How you know a movie is really, really good
• The audience doesn't talk through it;
• Almost no one gets up to go to the bathroom;
• No one walks out;
• Everyone applauds at the end.
These should be obvious, I suppose, but these things rarely happen all at once. But it happened twice this weekend for me, first at the AMC 30 South Barrington, and again at the Century Theater in Evanston. Both times, the movie in question was Quentin Tarantino's "Inglourious Basterds."
I expected the worst Thursday night while I was waiting for the midnight show at South Barrington to begin. The crowd mostly contained people younger than me, and I've already arrived at that ripe old age (30) where I assume you young whipper-snappers are up to no good. The advance reviews for "Basterds" informed me the film was comprised of very long scenes of dialogue spoken in languages other than English, and I figured that was a recipe for fidgeting, chattering disaster.
But I was happy to be proven wrong. Apparently, audiences know what to expect from Tarantino, and embrace it.
For me, the film is clearly the best I've seen all year, although I have not yet seen "Moon" or "The Hurt Locker." It can work on so many levels: fairy tale, revenge fantasy, social critique, dark comedy, a movie about movies, a movie about moviegoers, and as both a celebration and condemnation of war.

- **RAW DATA**:
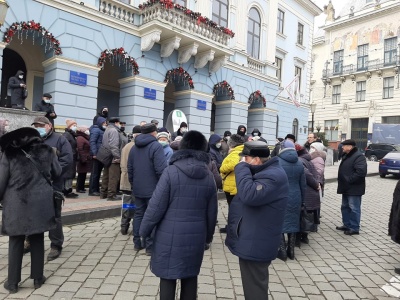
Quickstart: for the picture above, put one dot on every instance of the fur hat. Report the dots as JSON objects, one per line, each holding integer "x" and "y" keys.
{"x": 70, "y": 122}
{"x": 235, "y": 140}
{"x": 194, "y": 140}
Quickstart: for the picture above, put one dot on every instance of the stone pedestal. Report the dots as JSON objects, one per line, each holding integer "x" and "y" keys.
{"x": 229, "y": 115}
{"x": 198, "y": 118}
{"x": 133, "y": 107}
{"x": 265, "y": 120}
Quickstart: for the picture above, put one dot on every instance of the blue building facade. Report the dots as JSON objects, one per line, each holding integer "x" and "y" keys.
{"x": 144, "y": 60}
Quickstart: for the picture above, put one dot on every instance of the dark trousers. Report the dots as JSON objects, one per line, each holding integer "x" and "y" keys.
{"x": 56, "y": 235}
{"x": 109, "y": 182}
{"x": 80, "y": 182}
{"x": 16, "y": 252}
{"x": 188, "y": 289}
{"x": 94, "y": 181}
{"x": 255, "y": 279}
{"x": 141, "y": 206}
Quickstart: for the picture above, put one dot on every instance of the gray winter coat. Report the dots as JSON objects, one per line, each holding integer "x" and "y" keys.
{"x": 26, "y": 196}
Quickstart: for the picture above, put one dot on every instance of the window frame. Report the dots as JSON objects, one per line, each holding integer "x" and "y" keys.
{"x": 388, "y": 90}
{"x": 361, "y": 90}
{"x": 217, "y": 18}
{"x": 336, "y": 92}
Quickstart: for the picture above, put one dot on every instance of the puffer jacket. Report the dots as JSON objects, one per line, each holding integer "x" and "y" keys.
{"x": 294, "y": 169}
{"x": 183, "y": 211}
{"x": 256, "y": 213}
{"x": 146, "y": 163}
{"x": 227, "y": 170}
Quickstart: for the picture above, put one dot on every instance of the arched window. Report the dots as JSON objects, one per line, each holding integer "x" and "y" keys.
{"x": 295, "y": 128}
{"x": 220, "y": 12}
{"x": 254, "y": 33}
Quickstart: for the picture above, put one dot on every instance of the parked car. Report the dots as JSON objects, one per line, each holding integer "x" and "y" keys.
{"x": 375, "y": 152}
{"x": 390, "y": 164}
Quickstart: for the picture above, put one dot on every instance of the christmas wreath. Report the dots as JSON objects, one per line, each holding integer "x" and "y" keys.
{"x": 118, "y": 54}
{"x": 257, "y": 96}
{"x": 19, "y": 28}
{"x": 179, "y": 74}
{"x": 168, "y": 4}
{"x": 225, "y": 88}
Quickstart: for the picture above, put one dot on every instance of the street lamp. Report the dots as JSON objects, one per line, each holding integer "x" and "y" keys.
{"x": 313, "y": 107}
{"x": 3, "y": 11}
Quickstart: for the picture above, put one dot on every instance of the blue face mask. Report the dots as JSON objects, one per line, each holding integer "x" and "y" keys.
{"x": 42, "y": 131}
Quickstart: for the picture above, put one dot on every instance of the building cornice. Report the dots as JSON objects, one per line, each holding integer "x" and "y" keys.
{"x": 345, "y": 21}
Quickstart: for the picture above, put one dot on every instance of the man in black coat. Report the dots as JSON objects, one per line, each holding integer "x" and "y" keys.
{"x": 351, "y": 184}
{"x": 65, "y": 159}
{"x": 47, "y": 107}
{"x": 16, "y": 89}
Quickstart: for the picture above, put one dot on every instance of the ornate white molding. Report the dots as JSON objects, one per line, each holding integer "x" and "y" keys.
{"x": 149, "y": 38}
{"x": 186, "y": 52}
{"x": 217, "y": 63}
{"x": 203, "y": 58}
{"x": 169, "y": 45}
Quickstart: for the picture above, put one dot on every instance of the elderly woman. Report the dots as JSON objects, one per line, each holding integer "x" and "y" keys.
{"x": 26, "y": 167}
{"x": 183, "y": 212}
{"x": 294, "y": 169}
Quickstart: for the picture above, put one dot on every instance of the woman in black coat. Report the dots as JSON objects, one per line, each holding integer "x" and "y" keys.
{"x": 183, "y": 211}
{"x": 394, "y": 219}
{"x": 27, "y": 198}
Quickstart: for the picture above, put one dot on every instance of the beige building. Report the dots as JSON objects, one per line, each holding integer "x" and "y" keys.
{"x": 355, "y": 76}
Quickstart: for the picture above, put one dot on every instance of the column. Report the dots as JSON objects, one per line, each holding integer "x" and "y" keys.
{"x": 141, "y": 99}
{"x": 74, "y": 95}
{"x": 229, "y": 115}
{"x": 197, "y": 108}
{"x": 265, "y": 120}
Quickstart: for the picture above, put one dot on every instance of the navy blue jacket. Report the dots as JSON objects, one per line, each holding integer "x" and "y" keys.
{"x": 146, "y": 162}
{"x": 183, "y": 209}
{"x": 96, "y": 136}
{"x": 256, "y": 213}
{"x": 294, "y": 169}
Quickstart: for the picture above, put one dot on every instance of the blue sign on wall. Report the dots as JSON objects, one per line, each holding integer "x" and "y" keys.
{"x": 77, "y": 78}
{"x": 150, "y": 94}
{"x": 202, "y": 105}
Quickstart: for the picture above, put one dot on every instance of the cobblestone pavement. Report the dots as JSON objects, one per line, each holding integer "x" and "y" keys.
{"x": 99, "y": 263}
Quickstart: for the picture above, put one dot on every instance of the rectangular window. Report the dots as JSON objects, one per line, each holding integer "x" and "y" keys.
{"x": 362, "y": 57}
{"x": 360, "y": 90}
{"x": 336, "y": 89}
{"x": 331, "y": 130}
{"x": 388, "y": 87}
{"x": 390, "y": 51}
{"x": 278, "y": 63}
{"x": 297, "y": 71}
{"x": 338, "y": 62}
{"x": 281, "y": 20}
{"x": 300, "y": 32}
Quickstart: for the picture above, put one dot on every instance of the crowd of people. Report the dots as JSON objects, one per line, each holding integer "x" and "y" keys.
{"x": 171, "y": 180}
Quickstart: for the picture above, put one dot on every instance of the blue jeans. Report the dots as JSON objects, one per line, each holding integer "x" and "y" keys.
{"x": 141, "y": 206}
{"x": 351, "y": 212}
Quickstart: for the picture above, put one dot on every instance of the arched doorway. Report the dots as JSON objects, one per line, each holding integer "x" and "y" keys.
{"x": 12, "y": 62}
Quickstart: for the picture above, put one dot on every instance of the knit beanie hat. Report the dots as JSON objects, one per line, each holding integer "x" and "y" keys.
{"x": 70, "y": 122}
{"x": 235, "y": 140}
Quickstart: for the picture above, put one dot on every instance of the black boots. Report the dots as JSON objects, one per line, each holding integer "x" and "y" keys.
{"x": 282, "y": 255}
{"x": 291, "y": 242}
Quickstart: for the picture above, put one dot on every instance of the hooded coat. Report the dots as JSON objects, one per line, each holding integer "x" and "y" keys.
{"x": 294, "y": 169}
{"x": 17, "y": 92}
{"x": 146, "y": 163}
{"x": 183, "y": 210}
{"x": 256, "y": 213}
{"x": 26, "y": 196}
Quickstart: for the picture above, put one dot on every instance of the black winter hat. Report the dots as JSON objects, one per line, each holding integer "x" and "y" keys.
{"x": 194, "y": 140}
{"x": 235, "y": 140}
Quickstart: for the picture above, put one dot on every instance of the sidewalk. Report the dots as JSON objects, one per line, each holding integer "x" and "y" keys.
{"x": 85, "y": 208}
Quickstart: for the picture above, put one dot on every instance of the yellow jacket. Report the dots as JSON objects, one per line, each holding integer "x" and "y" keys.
{"x": 227, "y": 170}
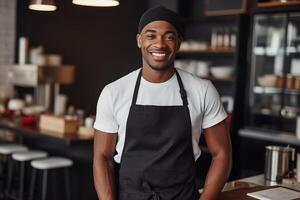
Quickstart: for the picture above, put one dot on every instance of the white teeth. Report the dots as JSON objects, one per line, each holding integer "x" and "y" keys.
{"x": 159, "y": 54}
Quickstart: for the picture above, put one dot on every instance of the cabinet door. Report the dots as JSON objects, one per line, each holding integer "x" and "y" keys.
{"x": 292, "y": 63}
{"x": 275, "y": 71}
{"x": 267, "y": 69}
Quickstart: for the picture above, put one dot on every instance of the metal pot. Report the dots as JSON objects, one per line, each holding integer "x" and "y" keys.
{"x": 279, "y": 162}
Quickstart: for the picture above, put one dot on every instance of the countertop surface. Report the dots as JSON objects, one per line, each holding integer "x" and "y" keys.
{"x": 238, "y": 189}
{"x": 36, "y": 133}
{"x": 270, "y": 135}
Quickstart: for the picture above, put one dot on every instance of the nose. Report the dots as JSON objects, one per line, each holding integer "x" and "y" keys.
{"x": 160, "y": 43}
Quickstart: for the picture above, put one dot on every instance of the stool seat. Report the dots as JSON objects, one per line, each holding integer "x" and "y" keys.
{"x": 51, "y": 163}
{"x": 6, "y": 149}
{"x": 29, "y": 155}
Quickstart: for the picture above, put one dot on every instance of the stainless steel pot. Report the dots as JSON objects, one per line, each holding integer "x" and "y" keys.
{"x": 279, "y": 162}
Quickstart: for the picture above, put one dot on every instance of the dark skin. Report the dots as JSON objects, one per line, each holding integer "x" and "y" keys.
{"x": 159, "y": 42}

- **WHAT THIS EXERCISE ASKS**:
(1) Retype the movie post between "These should be" and "fidgeting, chattering disaster.", inclusive.
(2) How many lines of the listing contain the string "winter"? Reply with the number alone.
The listing is unrelated to the movie post.

- **ANSWERS PROVIDED**:
(1)
These should be obvious, I suppose, but these things rarely happen all at once. But it happened twice this weekend for me, first at the AMC 30 South Barrington, and again at the Century Theater in Evanston. Both times, the movie in question was Quentin Tarantino's "Inglourious Basterds."
I expected the worst Thursday night while I was waiting for the midnight show at South Barrington to begin. The crowd mostly contained people younger than me, and I've already arrived at that ripe old age (30) where I assume you young whipper-snappers are up to no good. The advance reviews for "Basterds" informed me the film was comprised of very long scenes of dialogue spoken in languages other than English, and I figured that was a recipe for fidgeting, chattering disaster.

(2) 2